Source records
══════
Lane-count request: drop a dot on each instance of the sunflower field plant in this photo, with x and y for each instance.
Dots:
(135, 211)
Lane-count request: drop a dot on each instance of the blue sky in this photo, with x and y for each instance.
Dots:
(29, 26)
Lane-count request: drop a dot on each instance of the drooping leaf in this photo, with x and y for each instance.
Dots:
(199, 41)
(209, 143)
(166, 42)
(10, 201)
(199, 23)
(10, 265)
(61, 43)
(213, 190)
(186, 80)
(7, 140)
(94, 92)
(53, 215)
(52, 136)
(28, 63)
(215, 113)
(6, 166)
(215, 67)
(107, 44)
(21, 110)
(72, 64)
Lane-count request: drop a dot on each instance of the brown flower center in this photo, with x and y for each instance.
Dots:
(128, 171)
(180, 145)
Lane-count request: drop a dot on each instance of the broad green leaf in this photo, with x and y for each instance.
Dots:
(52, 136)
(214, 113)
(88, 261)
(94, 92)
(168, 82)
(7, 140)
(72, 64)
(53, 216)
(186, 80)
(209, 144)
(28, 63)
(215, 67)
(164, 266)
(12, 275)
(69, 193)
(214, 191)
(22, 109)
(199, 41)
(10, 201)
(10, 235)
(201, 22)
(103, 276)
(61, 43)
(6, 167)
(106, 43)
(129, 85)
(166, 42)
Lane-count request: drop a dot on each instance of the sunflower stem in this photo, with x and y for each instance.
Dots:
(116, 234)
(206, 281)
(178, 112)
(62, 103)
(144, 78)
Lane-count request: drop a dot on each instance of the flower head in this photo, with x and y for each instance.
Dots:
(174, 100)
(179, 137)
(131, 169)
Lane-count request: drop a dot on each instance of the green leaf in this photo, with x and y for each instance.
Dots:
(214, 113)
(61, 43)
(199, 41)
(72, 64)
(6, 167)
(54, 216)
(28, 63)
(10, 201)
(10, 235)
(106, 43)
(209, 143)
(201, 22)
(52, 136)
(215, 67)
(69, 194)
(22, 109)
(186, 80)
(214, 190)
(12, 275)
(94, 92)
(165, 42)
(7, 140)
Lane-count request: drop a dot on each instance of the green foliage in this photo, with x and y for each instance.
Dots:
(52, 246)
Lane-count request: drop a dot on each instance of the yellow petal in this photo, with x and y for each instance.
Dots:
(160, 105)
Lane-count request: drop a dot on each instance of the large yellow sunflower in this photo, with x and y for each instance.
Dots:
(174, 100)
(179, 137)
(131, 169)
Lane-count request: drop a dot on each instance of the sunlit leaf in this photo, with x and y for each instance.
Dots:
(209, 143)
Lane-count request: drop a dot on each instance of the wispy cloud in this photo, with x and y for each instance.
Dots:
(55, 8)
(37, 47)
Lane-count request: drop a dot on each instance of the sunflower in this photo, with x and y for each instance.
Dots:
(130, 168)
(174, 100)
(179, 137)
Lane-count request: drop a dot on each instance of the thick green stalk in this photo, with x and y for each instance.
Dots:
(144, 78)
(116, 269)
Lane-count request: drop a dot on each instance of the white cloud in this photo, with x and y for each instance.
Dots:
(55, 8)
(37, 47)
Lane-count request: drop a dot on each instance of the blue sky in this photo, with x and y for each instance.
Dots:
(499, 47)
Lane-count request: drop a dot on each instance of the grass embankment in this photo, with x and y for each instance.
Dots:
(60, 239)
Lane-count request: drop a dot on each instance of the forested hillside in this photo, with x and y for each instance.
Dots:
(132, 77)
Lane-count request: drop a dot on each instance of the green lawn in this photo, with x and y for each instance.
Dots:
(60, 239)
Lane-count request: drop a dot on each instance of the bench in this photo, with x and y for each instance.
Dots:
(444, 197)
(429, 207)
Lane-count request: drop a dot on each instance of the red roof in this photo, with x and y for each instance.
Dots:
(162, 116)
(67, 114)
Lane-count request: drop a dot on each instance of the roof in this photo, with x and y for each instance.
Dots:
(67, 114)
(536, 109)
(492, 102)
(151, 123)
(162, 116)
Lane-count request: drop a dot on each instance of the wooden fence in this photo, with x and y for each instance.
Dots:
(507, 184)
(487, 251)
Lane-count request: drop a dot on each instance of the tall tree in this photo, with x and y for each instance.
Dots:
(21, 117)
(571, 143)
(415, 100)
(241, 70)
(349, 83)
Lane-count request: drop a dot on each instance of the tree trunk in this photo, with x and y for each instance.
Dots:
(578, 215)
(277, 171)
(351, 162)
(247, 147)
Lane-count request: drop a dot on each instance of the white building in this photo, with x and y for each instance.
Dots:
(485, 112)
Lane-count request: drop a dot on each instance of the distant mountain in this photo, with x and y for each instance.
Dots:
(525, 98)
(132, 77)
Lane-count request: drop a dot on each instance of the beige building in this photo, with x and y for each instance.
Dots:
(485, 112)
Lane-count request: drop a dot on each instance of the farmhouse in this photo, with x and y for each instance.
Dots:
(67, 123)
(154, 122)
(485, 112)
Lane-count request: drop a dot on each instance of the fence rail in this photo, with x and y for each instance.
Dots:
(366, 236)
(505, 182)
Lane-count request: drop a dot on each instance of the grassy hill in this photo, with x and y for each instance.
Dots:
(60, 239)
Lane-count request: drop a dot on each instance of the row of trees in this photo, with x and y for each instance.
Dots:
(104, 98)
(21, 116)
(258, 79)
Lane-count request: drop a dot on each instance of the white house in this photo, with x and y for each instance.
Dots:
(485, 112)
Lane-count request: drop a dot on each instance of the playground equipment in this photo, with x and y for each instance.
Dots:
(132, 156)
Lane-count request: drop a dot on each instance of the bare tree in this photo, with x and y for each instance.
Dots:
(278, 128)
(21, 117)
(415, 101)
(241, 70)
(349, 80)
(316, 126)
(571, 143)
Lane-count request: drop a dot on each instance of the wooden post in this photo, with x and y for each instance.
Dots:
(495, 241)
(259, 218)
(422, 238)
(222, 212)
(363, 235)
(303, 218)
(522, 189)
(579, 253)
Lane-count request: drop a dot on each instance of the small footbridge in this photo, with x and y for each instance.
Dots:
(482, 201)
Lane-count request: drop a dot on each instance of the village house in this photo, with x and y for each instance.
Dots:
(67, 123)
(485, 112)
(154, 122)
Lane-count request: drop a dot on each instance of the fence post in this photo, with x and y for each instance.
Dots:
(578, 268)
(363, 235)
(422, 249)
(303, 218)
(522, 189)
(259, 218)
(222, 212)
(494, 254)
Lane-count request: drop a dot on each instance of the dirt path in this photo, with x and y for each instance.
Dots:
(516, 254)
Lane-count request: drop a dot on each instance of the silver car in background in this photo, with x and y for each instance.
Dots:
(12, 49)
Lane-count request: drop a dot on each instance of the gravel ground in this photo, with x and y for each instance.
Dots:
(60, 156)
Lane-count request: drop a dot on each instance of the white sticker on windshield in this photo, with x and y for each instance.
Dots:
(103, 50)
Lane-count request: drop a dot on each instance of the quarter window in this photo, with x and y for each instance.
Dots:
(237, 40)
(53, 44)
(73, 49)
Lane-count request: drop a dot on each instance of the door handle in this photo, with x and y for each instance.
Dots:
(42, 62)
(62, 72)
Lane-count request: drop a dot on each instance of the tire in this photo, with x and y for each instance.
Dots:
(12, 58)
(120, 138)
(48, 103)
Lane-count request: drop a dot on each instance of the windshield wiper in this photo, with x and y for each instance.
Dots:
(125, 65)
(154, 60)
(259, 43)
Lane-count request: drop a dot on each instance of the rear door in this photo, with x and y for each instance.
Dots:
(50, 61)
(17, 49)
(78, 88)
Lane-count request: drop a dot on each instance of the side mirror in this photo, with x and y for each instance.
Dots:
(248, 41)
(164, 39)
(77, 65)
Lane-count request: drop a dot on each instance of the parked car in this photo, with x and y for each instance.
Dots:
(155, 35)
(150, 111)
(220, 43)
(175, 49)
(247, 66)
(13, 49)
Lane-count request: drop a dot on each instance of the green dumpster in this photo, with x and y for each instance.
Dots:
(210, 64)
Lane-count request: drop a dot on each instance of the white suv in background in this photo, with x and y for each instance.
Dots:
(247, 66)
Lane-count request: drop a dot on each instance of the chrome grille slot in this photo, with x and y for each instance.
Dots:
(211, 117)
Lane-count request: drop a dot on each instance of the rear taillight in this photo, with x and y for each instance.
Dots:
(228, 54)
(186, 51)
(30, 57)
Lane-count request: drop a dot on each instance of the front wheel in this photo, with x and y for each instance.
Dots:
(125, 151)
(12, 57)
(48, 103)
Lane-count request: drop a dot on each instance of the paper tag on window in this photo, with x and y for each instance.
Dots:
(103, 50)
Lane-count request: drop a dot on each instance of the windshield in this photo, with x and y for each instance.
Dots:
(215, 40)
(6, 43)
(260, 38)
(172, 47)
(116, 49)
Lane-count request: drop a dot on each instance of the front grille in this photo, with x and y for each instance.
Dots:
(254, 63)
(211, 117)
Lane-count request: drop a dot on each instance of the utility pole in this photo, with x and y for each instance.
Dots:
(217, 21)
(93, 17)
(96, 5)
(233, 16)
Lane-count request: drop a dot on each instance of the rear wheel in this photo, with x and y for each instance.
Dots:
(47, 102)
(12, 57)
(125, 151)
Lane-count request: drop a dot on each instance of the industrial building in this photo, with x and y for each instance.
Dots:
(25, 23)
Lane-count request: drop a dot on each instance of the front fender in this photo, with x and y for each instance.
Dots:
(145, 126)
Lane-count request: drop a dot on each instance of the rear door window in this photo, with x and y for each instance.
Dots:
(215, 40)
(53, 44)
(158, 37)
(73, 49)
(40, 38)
══════
Written exercise
Reproduce exactly the line that holds "the windshield in", then every line after it, ending with the final line of the records above.

Solution
Lane-count request: drop a dot on each instance of the windshield in this photo, with x and y for each instance.
Dots:
(215, 40)
(6, 43)
(260, 38)
(172, 47)
(116, 49)
Lane-count request: drop a dot on each instance of the front grille in this photo, with x and y for each instance.
Dots:
(254, 63)
(211, 117)
Lane-count request: drop a dot on each instance of the utility pole in this photo, with x and y for each instance.
Dots:
(217, 21)
(93, 17)
(96, 5)
(233, 16)
Lane-count request: drop a dot on each instance of the rear wheel in this photo, with x and y for each instance.
Dots:
(47, 102)
(12, 57)
(125, 151)
Lane-count request: drop a dot on each instance of the industrial building in this photo, with x and y for each instance.
Dots:
(25, 23)
Lane-count request: drop a dot on each instance of the front fender in this photo, with x and y for each instance.
Dots:
(145, 126)
Lane-count request: drop a dot on each instance of the rear door window in this photo, with x and y for each instance.
Dots:
(215, 40)
(53, 44)
(158, 37)
(73, 49)
(40, 38)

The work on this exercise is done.